# Lattice Gal16V8



## Marcelo (Ago 21, 2005)

Saludos a todos.

Tengo un chip Lattice que es el GAL16V8B15LP. Según el datasheet es un "High Performance E2CMOS PLD - Generic Array Logic". E2 es E elevado al cuadrado que creo que significa EEPROM.

La historia es que hace algún tiempo hice un post en el foro "PC Hardware" referente a realizar una matriz de 8 a 4 en el puerto paralelo, de manera que me permitiera cambiar desde el PC cualquier puerto de salida (Di) del paralelo  a una y solo una de las 4 señales de control. 

Este es un esquema






La idea es que cualquier señal Di pueda colocarse en Si sin repetirse es decir, solo puede aparecer una vez en los puntos Si.

Bueno, la cuestión es que todavía no he podido solucionar este problema y me dijeron que con este chip lo podía hacer, pero no tengo ni idea de como como empezar pues desconozco lo que son Macro Celdas y Tecnología de celdas. Se que este chip es una especie de AND programable. 

Lo que les solicito es si tienen alguna infromación de aplicaciones de este tipo de componentes.

Se que se puede usar para:

— DMA Control
— State Machine Control
— High Speed Graphics Processing
— Standard Logic Speed Upgrade

Pero nada más. La información que he encontrado por allí, supone un conocimiento previo de este tipo de arreglos programables así es que necesito algo básico.

Gracias.
Marcelo.


----------



## Moy (Ago 22, 2005)

El Gal es un dispositivo programable, puedes realizar circuitos secuienciales, combinacionales o, ambos, solo es cuestión de asignarle la ecuación que corresponda. Puede emula cualquier contador, regsitro compuerta entre otras muchas cosas solo limitado por sus entradas y salidas, el Gal 16V8 cunta con 16 entradas y 8 salidas por lo que puedes relizar facilmente lo que pretendes, entiendo que lo que estás realizando es solo un codificador de 8 a 4 líneas, bueno eso creo, espero que te sirva la información


----------



## lazaro91 (Ene 24, 2007)

[Una serie de ítems]
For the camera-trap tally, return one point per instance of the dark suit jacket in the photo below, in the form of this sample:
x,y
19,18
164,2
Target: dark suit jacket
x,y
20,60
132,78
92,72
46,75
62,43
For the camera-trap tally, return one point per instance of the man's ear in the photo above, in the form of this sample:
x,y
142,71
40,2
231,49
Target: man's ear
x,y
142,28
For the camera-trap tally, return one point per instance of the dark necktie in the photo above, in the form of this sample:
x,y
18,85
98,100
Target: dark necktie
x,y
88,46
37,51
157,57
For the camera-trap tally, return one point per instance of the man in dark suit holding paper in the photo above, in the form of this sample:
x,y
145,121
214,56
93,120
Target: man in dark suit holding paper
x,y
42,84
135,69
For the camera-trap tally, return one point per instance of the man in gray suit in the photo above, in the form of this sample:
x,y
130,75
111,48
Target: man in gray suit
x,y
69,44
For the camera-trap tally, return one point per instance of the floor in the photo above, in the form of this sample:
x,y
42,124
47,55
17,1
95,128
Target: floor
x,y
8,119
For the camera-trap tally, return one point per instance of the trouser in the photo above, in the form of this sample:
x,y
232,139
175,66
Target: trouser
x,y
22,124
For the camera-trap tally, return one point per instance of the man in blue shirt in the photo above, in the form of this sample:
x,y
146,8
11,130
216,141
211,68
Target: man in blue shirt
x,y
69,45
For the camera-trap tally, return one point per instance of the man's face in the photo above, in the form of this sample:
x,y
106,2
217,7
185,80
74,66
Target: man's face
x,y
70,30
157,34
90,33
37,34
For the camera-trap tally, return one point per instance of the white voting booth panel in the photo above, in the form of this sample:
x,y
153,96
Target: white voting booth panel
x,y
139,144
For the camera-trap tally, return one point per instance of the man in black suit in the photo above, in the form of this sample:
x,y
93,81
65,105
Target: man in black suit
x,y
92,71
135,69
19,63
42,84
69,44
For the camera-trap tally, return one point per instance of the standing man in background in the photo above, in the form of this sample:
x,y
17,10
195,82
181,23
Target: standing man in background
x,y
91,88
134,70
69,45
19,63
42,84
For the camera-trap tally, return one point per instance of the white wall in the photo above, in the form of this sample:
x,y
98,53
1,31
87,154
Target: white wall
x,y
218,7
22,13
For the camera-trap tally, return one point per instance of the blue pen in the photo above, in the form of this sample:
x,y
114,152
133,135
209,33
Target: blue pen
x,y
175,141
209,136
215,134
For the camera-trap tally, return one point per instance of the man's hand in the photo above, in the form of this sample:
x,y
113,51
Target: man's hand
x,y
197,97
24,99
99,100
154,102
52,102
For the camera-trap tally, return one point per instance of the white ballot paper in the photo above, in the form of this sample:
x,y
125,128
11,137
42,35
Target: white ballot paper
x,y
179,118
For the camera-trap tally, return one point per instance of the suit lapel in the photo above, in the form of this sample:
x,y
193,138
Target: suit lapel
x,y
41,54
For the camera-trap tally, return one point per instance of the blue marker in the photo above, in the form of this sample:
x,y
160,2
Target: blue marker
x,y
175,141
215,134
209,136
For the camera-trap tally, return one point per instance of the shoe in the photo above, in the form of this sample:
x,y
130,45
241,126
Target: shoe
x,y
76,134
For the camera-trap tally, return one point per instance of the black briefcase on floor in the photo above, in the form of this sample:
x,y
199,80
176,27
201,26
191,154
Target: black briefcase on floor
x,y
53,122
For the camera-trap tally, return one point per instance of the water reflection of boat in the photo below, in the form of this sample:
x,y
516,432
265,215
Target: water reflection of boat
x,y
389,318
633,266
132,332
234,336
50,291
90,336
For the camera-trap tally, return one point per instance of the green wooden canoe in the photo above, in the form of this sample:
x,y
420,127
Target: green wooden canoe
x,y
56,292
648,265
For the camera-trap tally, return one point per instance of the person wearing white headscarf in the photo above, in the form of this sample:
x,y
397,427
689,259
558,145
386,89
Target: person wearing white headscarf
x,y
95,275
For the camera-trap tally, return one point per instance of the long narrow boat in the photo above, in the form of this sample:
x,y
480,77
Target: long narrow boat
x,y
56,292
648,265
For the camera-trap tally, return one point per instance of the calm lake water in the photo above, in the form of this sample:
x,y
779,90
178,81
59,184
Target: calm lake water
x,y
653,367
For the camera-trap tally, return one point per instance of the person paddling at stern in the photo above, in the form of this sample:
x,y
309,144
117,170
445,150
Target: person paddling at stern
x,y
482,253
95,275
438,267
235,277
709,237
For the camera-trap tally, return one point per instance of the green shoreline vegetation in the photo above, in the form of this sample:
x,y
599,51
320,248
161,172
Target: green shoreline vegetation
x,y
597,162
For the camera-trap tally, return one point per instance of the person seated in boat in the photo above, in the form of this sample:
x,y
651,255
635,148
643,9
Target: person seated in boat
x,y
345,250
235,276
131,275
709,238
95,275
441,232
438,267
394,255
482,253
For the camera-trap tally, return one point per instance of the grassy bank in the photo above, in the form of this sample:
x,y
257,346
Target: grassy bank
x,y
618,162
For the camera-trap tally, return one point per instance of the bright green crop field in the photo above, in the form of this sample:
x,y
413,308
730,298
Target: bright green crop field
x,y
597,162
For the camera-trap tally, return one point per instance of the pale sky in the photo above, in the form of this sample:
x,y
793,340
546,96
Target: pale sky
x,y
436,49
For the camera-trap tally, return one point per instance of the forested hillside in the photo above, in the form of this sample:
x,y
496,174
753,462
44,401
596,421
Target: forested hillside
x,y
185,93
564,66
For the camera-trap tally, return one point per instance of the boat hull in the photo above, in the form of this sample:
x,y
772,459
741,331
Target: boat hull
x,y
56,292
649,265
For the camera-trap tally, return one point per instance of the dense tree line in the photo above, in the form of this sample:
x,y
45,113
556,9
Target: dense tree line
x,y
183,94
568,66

*Consigna*
Reproduce sin alterar nada, del hilo sobre el chip GAL16V8 que aparece más arriba, todo lo que va desde "Se que se puede" hasta "necesito algo básico.".

*Solución*
Se que se puede usar para:

— DMA Control
— State Machine Control
— High Speed Graphics Processing
— Standard Logic Speed Upgrade

Pero nada más. La información que he encontrado por allí, supone un conocimiento previo de este tipo de arreglos programables así es que necesito algo básico.